Retype each of the following records verbatim, leaving every line unchanged.

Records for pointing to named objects
# # # #
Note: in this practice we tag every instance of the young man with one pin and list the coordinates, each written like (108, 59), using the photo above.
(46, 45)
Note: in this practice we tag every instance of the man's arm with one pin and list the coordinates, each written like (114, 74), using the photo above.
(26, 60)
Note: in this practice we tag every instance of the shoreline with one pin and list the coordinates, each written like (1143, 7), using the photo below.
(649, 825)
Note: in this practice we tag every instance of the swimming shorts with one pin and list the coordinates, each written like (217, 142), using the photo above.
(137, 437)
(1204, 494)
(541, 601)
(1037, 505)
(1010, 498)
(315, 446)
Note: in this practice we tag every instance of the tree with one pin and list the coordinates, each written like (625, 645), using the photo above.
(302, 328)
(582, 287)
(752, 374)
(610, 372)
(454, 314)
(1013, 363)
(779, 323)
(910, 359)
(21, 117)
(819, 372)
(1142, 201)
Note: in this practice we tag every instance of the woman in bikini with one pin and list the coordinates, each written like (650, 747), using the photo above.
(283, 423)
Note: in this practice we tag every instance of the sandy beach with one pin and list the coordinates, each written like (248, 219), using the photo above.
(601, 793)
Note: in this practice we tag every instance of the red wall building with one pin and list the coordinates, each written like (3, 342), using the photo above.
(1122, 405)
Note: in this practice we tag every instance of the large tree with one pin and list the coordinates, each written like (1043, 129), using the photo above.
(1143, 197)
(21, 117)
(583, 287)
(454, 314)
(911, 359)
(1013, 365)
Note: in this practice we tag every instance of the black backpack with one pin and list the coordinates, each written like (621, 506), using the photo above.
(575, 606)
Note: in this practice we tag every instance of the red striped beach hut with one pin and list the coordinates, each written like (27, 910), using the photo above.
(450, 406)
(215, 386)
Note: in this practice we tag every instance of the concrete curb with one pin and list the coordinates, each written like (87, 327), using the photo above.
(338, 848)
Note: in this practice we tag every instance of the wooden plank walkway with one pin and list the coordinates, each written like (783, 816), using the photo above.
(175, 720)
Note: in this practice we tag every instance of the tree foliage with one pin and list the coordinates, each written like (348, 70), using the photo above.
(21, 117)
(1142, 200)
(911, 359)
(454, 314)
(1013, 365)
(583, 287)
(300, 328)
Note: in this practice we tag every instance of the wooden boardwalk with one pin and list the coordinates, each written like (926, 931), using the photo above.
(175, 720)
# # # #
• [Solved problem]:
Note: in this practice we tag every instance of the young man with one pin and list the coordinates, each written like (108, 59), using the photo above.
(46, 45)
Note: in this practice we tag every instance of the man's arm with one pin and list the coordinates, each written like (114, 74), using the photo above.
(26, 60)
Note: in this practice we tag every instance of the shoreline with one pin and list the coordinates, each written like (1143, 7), using the photo below.
(649, 825)
Note: in this practice we tag every instance of the swimming shorts with one pin and list the coordinates, each written like (217, 142), using the photo above.
(137, 437)
(1204, 494)
(541, 601)
(1037, 505)
(1010, 498)
(315, 446)
Note: in this practice we tag every instance of the tree with one pin and list the coordinates, each written like (625, 645), using the photo above.
(302, 328)
(582, 287)
(752, 374)
(610, 372)
(454, 314)
(1013, 363)
(779, 323)
(910, 359)
(21, 117)
(819, 372)
(1142, 201)
Note: in this practice we tag every instance of the woman in bikini with one pin and list the coordinates, each written like (650, 747), using the photo above.
(283, 423)
Note: in this practice we tag every instance of the sandy beach with one pin and list the coordinates, each written like (248, 219), using the photo above.
(601, 793)
Note: in this practice we tag every instance of the red wall building with one pin and list the coordinates, each written like (3, 342), using the photo above.
(1122, 405)
Note: in this practice we tag every instance of the large tree with one pin and list the coordinates, each written like (1043, 129), using the photo above.
(1143, 197)
(21, 117)
(583, 287)
(454, 314)
(911, 359)
(1013, 365)
Note: in this practice we tag every instance of the black backpack with one pin and list the coordinates, each written like (621, 506), using the photo above.
(575, 606)
Note: in this practice we tag every instance of the red striped beach hut with one pin and list the coordinates, each written like (27, 910), using the photo above.
(450, 406)
(215, 386)
Note: in this practice we tag every instance of the concrete curb with one pin and list the coordinates, each written like (87, 327), using the photo above.
(338, 848)
Note: in this practice we tag every instance of the wooden plank walkway with one pin and list the coordinates, each written like (783, 816), using the photo above.
(175, 720)
Note: in this practice we tag every instance of the tree foliage with one pin and list the coordinates, each written like (348, 70), using the photo above.
(21, 117)
(1142, 200)
(911, 359)
(454, 314)
(1013, 365)
(583, 287)
(300, 328)
Note: in this practice we tag every instance of the wooden boardwalk with one pin and list the coordinates, each written like (926, 931), using the photo above.
(175, 720)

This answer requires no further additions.